* **PROBLEM TO WORK ON**: Begin at the line with "Put a dot on every instance of the dense" and output every line through the end of the records, exactly as given. Omit pictures.
[Start]
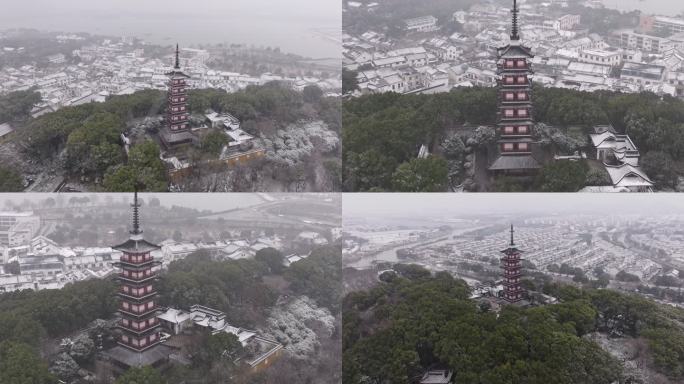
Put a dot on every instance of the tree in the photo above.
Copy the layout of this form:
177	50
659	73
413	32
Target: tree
16	106
10	180
213	142
454	148
224	346
350	82
144	375
421	175
562	176
177	236
144	167
65	367
660	167
20	365
312	94
272	258
83	348
485	135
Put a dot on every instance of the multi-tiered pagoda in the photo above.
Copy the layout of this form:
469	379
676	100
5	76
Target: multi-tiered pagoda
515	114
512	267
177	129
138	307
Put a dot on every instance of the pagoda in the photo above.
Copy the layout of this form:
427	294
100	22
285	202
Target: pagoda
512	266
177	128
138	309
515	113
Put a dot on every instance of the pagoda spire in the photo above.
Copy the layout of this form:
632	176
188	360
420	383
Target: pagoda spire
136	231
512	243
514	29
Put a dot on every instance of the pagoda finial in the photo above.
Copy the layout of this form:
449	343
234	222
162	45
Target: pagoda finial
136	213
514	29
177	57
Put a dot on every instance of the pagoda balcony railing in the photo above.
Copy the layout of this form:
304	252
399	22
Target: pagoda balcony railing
142	279
144	296
514	289
515	101
138	314
136	266
527	84
511	264
514	135
133	258
516	117
138	347
139	329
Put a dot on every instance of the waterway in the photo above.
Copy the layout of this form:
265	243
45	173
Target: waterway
661	7
311	28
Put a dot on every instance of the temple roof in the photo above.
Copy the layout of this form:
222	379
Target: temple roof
132	358
511	162
627	175
136	243
515	51
136	246
176	137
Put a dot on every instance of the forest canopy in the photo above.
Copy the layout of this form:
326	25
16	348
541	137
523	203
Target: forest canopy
399	329
384	132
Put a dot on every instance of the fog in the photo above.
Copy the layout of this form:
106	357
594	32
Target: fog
215	202
306	27
438	205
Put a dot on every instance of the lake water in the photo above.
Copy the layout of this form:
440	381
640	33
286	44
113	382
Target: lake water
662	7
310	28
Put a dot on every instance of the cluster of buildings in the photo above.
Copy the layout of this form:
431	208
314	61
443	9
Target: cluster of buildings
566	55
149	335
260	351
40	263
119	68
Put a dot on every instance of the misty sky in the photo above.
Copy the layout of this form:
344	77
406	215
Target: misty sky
438	205
286	24
203	201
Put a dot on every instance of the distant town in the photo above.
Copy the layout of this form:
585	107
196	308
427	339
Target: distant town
99	67
432	56
648	249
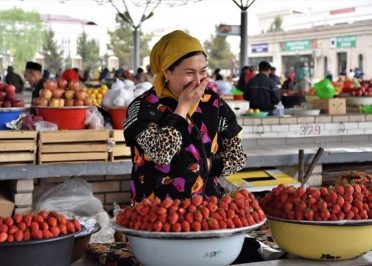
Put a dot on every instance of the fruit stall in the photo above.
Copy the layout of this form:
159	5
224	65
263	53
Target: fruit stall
29	158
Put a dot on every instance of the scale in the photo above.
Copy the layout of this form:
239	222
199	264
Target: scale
258	180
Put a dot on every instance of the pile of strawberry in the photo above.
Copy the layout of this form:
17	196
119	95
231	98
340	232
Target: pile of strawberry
36	226
342	202
235	210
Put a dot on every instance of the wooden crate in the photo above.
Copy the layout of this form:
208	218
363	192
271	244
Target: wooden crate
18	147
73	146
120	152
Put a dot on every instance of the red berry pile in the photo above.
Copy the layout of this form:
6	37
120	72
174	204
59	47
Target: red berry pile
342	202
36	226
235	210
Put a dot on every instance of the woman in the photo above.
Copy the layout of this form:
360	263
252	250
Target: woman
183	137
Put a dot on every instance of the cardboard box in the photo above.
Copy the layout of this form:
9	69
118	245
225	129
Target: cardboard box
334	106
6	206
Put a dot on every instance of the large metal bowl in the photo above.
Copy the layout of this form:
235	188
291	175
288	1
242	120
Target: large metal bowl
213	247
56	251
327	240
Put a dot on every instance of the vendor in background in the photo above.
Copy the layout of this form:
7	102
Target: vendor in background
274	77
34	76
303	83
261	91
288	84
183	137
14	79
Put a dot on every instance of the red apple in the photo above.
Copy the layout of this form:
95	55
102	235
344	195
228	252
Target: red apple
2	95
54	102
11	97
69	102
43	101
81	94
79	102
10	89
88	102
69	94
45	93
19	103
6	104
62	83
50	84
58	93
74	85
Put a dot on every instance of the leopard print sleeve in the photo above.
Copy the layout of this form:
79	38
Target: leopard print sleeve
160	144
233	156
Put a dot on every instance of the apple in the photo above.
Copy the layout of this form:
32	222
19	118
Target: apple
62	83
53	102
45	93
69	102
88	102
43	101
50	84
58	93
69	94
81	94
19	103
6	104
74	85
11	97
10	89
2	95
79	102
2	85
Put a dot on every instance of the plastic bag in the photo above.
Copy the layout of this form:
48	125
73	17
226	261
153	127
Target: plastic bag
45	126
74	198
94	119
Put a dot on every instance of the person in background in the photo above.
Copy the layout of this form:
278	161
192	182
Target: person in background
329	75
274	77
34	77
242	82
183	137
140	76
46	74
223	87
303	83
261	91
149	77
289	83
14	79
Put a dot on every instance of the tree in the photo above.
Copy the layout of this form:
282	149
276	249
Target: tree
121	43
219	52
21	34
53	57
276	25
88	50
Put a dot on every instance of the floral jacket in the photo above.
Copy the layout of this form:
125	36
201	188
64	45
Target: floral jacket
169	153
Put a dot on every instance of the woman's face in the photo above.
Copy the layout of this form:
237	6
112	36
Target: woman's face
191	69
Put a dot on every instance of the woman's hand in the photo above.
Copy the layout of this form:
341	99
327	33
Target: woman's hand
191	94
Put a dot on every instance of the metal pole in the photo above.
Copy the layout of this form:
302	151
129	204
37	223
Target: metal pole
243	38
136	44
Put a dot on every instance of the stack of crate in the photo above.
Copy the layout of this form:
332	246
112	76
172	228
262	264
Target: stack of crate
73	146
18	147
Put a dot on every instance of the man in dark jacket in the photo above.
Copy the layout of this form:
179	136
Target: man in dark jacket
14	79
261	91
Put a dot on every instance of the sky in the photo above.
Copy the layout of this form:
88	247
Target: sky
199	18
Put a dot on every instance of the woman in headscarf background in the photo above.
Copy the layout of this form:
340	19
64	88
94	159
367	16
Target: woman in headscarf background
183	137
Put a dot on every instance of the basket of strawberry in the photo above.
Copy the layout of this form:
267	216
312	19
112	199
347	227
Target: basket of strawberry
192	231
326	223
44	238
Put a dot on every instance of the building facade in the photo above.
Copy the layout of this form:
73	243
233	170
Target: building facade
317	50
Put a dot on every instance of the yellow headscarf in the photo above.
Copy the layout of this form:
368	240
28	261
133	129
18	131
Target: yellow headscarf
165	52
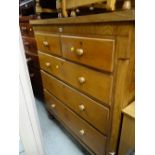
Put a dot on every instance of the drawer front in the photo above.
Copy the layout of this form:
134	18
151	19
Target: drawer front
49	43
26	29
78	102
32	61
91	82
30	45
87	134
51	65
95	52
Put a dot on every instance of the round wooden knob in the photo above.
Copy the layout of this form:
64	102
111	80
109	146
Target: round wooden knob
57	66
82	107
47	64
79	52
53	105
72	49
32	75
28	60
81	80
127	5
45	43
82	132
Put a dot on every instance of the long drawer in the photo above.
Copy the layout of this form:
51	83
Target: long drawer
78	102
48	43
89	81
87	134
32	60
95	52
26	29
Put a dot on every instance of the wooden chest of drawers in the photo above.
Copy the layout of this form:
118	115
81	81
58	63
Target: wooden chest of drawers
87	72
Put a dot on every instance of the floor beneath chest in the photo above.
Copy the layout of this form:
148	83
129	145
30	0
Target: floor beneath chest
55	138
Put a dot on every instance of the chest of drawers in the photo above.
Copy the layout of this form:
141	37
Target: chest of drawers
87	70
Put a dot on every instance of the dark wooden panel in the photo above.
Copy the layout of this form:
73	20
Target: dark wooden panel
95	52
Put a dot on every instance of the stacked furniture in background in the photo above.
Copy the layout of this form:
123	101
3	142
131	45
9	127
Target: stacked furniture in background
87	69
31	55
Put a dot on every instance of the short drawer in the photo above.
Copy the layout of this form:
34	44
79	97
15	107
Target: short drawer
32	61
87	134
94	52
26	29
49	43
30	45
91	82
78	102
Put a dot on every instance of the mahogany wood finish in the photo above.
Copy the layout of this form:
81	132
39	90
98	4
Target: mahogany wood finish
94	52
49	43
26	29
32	61
84	131
92	75
30	45
75	100
95	84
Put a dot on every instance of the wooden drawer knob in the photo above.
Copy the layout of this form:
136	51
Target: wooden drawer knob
45	43
81	80
82	132
24	28
79	51
53	105
28	60
32	75
82	107
72	49
26	43
47	64
57	66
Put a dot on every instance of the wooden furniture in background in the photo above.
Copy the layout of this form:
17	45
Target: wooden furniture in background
127	141
31	53
87	68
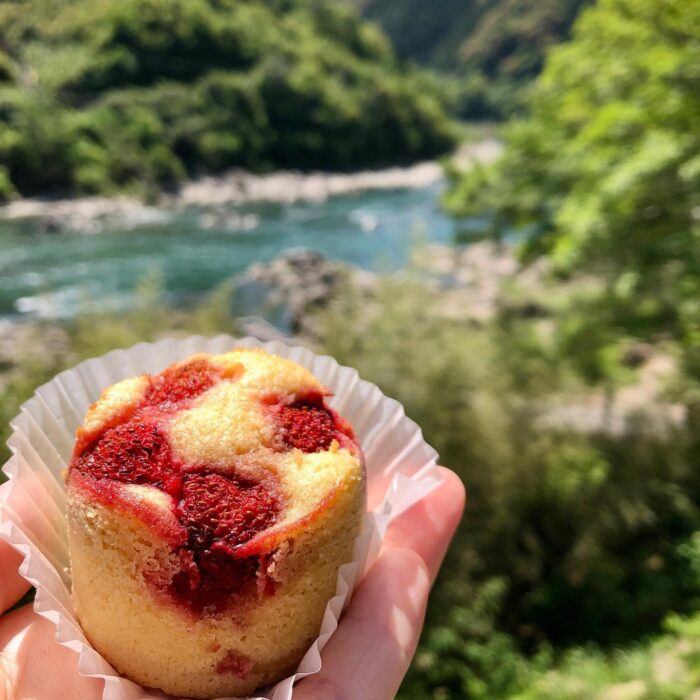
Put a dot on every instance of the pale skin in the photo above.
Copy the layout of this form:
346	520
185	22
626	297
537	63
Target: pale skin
367	657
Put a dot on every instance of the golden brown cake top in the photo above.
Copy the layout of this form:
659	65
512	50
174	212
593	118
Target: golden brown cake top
224	456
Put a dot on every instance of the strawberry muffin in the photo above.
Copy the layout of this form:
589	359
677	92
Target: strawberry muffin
209	509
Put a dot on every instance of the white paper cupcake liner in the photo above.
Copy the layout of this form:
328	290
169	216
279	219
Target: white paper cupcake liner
401	469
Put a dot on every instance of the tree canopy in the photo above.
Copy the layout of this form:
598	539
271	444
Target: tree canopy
603	175
493	49
138	94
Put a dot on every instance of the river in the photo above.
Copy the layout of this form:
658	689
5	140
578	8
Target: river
59	274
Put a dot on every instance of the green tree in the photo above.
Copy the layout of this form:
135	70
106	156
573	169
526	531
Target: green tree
603	175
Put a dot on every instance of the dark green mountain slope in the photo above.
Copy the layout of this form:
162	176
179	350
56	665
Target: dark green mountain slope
493	47
104	95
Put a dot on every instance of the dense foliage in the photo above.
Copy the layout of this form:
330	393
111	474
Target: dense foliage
570	537
138	94
493	49
604	174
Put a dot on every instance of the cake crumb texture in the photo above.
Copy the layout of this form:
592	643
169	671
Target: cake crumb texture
209	510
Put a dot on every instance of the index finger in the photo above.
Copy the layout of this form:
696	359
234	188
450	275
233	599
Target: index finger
12	585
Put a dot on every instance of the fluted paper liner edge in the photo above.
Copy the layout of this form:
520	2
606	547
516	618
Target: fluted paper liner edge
400	465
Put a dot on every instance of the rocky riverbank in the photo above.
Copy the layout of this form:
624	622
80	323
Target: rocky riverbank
95	214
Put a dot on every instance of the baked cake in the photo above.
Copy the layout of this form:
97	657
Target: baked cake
209	508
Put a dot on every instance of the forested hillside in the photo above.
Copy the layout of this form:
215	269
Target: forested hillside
494	49
98	96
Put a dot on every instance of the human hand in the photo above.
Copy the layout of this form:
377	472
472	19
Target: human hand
366	658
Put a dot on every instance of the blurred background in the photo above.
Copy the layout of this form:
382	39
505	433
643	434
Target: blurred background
491	208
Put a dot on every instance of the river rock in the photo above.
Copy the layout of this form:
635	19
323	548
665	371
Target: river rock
302	280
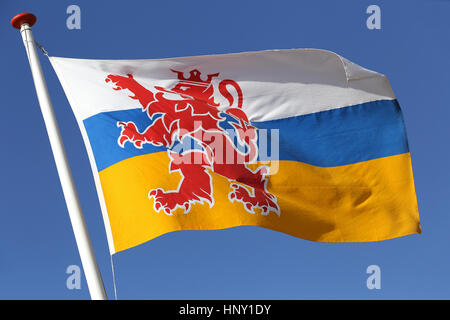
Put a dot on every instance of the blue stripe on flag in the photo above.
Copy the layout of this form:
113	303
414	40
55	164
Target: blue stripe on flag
329	138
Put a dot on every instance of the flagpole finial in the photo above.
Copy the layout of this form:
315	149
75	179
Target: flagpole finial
21	18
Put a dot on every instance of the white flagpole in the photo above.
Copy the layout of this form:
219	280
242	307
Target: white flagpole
24	22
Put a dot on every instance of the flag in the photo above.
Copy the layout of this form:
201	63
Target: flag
300	141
[End]
* **SOLUTION TO THE EXERCISE**:
Put a dot on every instance of the dense foliage in the photo above.
Copy the layout of this form:
330	393
111	474
Target: dense foliage
570	537
138	94
493	49
604	174
Put a dot on every instance of the cake crumb texture in the photo above.
Copy the layout of this form:
592	643
169	671
Target: cake crumb texture
209	510
Put a dot on every instance of the index finger in the photo above.
Copy the layout of this form:
696	359
234	188
450	275
233	599
Target: index finger
12	585
Put a dot on every instance of the fluted paper liner edge in the photo above.
Copy the layout of this form:
520	2
606	547
516	618
Target: fluted paper liner edge
400	465
Put a dot on every instance of the rocky riverbank in the photo above.
Copy the layout of this form:
624	622
80	323
Target: rocky riverbank
95	214
Put a dot on every instance of the baked cake in the photo above.
Copy the layout of this form:
97	657
Target: baked cake
209	508
Put a dot on every instance of the forested hillside in the photo above.
Copy the layout of this form:
215	269
Target: forested hillside
494	49
98	96
Put a dot on every instance of the human hand in the photo above.
Copy the layout of this form:
377	472
472	19
Target: human hand
366	658
Put a dot on every instance of the blurred background in the photo above.
Copy the layout of this form:
382	39
505	433
643	434
Target: blurred background
491	208
Put a dot on every instance of the river rock in the photo above.
Copy the layout of this form:
635	19
323	548
665	371
Target: river rock
302	280
Put a dot on every instance of the blue stripe on flag in the photo above.
Copy the layout of this form:
113	303
414	40
55	164
Target: blue stripe on flag
329	138
Put a dot on every instance of the flagpole finial in the photo above.
Copy the layout of this form:
315	149
75	179
Target: flagpole finial
21	18
Put a dot on every instance of the white flagpole in the photo above.
Copy the layout of this form:
219	280
242	307
Target: white flagpole
24	22
Put a dot on every instance of the flag in the photo above.
Copy the layout of this form:
201	63
Target: flag
300	141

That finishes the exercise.